■ **Provided information**:

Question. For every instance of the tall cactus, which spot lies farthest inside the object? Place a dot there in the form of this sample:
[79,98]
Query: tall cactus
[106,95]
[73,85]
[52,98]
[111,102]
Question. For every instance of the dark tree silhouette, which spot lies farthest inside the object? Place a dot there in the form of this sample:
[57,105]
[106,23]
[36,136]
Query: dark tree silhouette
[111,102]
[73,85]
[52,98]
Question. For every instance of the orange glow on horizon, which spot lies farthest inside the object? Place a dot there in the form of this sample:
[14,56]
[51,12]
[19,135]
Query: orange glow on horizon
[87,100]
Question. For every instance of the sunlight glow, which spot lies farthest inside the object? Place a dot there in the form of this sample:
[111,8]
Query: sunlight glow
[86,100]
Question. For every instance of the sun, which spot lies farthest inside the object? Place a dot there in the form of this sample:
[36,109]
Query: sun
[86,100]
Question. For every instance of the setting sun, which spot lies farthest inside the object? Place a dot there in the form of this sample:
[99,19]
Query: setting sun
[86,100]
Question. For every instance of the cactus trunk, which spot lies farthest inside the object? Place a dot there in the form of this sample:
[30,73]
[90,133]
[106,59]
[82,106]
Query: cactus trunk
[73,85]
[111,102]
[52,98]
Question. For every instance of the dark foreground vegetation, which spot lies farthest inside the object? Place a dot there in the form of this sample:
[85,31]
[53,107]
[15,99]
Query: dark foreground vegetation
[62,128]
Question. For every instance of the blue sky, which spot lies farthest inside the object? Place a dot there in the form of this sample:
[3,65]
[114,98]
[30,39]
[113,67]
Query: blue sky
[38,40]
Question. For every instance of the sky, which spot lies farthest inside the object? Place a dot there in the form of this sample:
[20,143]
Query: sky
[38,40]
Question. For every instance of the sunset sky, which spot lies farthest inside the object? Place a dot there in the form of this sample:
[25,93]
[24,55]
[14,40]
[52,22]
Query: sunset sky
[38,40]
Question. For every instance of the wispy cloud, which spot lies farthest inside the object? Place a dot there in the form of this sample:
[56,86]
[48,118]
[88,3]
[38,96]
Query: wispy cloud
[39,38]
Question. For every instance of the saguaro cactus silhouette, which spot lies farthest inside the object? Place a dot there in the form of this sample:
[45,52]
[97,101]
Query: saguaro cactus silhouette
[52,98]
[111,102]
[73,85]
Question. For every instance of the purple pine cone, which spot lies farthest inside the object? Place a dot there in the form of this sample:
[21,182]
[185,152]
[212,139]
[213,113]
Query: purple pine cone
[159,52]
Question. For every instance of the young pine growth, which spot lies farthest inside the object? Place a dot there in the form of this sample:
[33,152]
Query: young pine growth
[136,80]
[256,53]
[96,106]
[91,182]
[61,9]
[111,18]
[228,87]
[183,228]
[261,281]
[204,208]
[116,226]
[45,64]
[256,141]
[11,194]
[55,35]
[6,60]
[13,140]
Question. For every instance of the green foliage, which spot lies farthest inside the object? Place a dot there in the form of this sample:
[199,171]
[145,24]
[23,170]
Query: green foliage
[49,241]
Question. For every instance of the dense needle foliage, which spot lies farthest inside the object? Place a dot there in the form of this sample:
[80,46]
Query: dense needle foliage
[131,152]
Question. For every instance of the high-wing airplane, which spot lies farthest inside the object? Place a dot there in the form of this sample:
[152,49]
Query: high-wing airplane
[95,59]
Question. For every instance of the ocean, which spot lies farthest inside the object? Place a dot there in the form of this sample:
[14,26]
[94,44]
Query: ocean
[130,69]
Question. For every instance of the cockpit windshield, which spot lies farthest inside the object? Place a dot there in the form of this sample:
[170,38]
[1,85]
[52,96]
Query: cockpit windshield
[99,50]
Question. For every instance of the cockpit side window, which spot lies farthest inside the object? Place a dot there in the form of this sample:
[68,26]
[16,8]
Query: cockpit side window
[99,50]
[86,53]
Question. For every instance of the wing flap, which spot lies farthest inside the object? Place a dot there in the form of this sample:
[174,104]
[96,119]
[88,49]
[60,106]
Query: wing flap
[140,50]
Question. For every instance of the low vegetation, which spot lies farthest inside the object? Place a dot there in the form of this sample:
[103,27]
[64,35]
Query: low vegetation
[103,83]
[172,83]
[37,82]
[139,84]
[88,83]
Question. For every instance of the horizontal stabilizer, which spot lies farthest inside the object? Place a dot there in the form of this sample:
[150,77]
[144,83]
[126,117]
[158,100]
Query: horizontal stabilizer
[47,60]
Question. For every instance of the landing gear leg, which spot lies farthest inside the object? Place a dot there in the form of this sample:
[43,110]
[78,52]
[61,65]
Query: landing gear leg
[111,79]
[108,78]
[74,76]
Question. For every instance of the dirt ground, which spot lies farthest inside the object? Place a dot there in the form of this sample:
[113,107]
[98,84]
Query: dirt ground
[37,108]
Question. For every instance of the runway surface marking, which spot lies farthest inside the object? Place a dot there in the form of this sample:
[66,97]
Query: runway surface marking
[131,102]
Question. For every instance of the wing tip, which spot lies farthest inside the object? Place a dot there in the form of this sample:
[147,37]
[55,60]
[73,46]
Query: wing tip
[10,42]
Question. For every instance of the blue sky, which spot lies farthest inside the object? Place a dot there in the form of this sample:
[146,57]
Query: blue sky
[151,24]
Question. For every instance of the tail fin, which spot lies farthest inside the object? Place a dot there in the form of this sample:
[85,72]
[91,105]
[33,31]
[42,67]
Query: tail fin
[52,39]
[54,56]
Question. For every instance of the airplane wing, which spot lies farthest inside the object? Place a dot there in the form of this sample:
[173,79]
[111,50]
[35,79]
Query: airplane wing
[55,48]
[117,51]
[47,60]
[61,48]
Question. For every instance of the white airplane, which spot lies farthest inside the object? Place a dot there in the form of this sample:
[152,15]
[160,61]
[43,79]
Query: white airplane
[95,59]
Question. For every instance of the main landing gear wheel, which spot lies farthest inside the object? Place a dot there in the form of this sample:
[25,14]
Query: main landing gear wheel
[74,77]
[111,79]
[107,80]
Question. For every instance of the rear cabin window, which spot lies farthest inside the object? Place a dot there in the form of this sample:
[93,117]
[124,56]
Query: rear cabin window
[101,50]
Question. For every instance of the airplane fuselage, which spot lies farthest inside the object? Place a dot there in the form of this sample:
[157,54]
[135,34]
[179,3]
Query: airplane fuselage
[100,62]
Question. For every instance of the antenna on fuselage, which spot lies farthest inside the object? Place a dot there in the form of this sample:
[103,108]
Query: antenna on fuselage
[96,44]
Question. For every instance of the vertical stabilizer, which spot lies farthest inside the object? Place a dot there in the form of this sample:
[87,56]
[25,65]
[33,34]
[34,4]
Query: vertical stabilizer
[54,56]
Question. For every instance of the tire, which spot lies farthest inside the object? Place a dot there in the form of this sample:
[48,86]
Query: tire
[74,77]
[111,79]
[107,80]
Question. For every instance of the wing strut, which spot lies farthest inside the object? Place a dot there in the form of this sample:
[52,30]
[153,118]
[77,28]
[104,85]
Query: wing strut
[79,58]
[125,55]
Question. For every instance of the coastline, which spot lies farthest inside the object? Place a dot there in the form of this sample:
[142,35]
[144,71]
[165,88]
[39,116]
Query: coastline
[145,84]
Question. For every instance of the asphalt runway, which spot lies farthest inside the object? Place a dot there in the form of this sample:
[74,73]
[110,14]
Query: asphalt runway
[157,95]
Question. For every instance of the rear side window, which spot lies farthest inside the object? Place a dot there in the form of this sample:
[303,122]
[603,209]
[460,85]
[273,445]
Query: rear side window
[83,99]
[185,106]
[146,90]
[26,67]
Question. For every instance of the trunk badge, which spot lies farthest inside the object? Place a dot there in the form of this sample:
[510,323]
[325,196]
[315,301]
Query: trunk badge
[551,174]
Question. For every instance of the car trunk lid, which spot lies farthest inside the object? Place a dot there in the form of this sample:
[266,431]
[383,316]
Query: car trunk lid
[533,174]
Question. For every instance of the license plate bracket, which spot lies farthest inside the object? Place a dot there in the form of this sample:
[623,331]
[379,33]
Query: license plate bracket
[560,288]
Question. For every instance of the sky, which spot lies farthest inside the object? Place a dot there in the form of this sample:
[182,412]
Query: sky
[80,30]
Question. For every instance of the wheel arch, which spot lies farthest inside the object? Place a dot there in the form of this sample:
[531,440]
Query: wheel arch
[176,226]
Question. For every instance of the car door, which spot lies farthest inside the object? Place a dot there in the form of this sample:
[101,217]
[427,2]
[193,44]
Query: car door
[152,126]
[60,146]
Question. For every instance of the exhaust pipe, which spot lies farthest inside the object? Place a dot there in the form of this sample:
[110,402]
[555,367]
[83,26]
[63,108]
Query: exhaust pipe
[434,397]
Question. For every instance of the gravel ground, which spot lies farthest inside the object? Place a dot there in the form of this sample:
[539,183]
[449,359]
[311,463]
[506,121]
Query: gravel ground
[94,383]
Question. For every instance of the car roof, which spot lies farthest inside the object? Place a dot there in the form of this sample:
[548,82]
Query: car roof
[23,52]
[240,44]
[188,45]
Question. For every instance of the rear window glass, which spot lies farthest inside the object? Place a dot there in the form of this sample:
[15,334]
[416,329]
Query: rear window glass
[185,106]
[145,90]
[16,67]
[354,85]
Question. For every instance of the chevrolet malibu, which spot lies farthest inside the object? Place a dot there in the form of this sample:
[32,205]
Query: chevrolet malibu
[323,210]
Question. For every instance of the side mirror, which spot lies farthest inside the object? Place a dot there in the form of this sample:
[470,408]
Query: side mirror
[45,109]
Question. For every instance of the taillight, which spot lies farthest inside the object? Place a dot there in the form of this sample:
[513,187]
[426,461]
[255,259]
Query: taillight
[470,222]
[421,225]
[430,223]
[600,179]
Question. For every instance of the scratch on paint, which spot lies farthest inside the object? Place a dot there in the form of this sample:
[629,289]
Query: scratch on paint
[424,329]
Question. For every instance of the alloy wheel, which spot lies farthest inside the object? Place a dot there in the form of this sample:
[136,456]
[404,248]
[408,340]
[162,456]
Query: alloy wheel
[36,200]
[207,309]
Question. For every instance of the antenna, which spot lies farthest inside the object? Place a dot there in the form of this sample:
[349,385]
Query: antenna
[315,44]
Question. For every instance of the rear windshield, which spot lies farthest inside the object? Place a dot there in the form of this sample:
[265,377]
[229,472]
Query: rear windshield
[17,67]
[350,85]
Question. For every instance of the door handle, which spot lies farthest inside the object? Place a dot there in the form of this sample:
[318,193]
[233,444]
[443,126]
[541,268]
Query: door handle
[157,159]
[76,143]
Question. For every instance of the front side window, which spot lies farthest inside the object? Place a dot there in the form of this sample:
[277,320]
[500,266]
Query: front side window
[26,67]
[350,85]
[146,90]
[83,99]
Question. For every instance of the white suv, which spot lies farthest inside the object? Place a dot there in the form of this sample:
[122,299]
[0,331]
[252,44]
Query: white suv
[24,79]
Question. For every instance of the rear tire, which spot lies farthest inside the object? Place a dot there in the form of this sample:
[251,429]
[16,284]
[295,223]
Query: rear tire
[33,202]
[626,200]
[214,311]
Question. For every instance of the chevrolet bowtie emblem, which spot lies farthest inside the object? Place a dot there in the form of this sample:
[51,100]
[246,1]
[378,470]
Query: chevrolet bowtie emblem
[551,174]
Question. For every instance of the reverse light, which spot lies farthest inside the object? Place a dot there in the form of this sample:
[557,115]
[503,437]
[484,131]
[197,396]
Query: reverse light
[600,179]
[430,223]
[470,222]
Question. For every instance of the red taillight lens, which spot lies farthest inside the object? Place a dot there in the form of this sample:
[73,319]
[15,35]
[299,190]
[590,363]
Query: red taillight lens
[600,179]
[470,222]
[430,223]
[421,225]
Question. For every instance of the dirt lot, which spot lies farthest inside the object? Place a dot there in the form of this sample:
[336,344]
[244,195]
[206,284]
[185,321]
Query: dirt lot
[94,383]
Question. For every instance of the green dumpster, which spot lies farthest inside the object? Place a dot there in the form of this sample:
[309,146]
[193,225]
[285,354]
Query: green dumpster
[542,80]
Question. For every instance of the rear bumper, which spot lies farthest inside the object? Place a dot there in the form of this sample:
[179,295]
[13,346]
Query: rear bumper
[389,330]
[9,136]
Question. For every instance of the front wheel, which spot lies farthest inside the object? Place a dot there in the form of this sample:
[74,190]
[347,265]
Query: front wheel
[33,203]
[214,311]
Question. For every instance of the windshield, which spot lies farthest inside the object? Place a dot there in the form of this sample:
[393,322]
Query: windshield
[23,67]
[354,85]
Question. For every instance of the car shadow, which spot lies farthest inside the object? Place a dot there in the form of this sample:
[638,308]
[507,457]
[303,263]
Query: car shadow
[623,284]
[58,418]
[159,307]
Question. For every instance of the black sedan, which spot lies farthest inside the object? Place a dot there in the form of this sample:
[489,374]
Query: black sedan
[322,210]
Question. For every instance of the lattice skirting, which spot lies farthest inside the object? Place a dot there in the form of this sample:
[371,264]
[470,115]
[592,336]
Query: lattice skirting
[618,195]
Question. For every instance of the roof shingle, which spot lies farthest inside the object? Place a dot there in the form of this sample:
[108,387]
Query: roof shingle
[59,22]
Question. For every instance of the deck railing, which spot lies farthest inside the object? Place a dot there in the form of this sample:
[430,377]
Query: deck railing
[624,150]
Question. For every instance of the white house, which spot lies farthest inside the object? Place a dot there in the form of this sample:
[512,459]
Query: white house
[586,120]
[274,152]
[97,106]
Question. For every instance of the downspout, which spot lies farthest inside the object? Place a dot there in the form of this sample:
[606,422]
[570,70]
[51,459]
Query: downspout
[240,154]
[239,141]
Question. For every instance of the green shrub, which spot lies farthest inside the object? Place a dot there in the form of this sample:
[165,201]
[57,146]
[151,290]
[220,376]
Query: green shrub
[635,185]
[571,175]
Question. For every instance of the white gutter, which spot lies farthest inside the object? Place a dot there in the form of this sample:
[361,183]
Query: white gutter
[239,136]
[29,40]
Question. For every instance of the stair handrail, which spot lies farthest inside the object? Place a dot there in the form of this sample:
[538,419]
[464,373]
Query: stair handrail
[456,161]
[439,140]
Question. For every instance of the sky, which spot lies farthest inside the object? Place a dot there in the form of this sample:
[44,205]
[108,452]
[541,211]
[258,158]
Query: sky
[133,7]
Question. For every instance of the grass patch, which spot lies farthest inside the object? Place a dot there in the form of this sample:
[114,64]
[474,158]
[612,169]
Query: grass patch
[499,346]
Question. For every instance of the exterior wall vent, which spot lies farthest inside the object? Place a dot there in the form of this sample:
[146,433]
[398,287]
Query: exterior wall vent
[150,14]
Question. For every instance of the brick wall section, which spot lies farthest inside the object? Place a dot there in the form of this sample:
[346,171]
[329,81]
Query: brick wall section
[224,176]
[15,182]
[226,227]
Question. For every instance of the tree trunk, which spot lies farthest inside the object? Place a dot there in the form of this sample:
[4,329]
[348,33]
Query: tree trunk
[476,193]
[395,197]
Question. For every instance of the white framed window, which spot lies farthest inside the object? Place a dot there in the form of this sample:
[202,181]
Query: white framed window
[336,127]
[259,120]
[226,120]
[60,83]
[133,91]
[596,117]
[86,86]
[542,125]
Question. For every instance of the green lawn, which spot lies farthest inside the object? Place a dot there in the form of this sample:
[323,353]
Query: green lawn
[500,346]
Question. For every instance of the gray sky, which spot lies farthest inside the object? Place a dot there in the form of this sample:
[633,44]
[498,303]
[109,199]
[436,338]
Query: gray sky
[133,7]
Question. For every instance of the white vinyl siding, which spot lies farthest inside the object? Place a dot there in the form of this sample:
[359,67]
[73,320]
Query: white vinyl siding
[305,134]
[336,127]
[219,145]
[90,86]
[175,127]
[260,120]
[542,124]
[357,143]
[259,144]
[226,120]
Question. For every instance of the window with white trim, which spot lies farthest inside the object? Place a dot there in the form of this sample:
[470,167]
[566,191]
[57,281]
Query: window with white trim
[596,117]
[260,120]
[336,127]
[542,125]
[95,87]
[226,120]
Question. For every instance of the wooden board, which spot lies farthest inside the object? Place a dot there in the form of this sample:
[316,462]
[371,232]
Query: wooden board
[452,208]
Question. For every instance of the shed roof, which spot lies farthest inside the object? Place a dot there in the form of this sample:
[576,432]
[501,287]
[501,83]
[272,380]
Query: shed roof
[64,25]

■ **Task goal**: Exactly the lines from the one containing "Question. For every instance of the wooden" to the final line of the entries must be restated, and no others.

■ **Your solution**:
Question. For every instance of the wooden board, which spot lies farthest inside the object? Place a dot there in the form of this sample:
[316,462]
[371,232]
Query: wooden board
[452,208]
Question. For every instance of the shed roof, which spot lies farthest inside the object? Place a dot there in the form of this sample:
[576,432]
[501,287]
[501,83]
[272,380]
Query: shed roof
[64,25]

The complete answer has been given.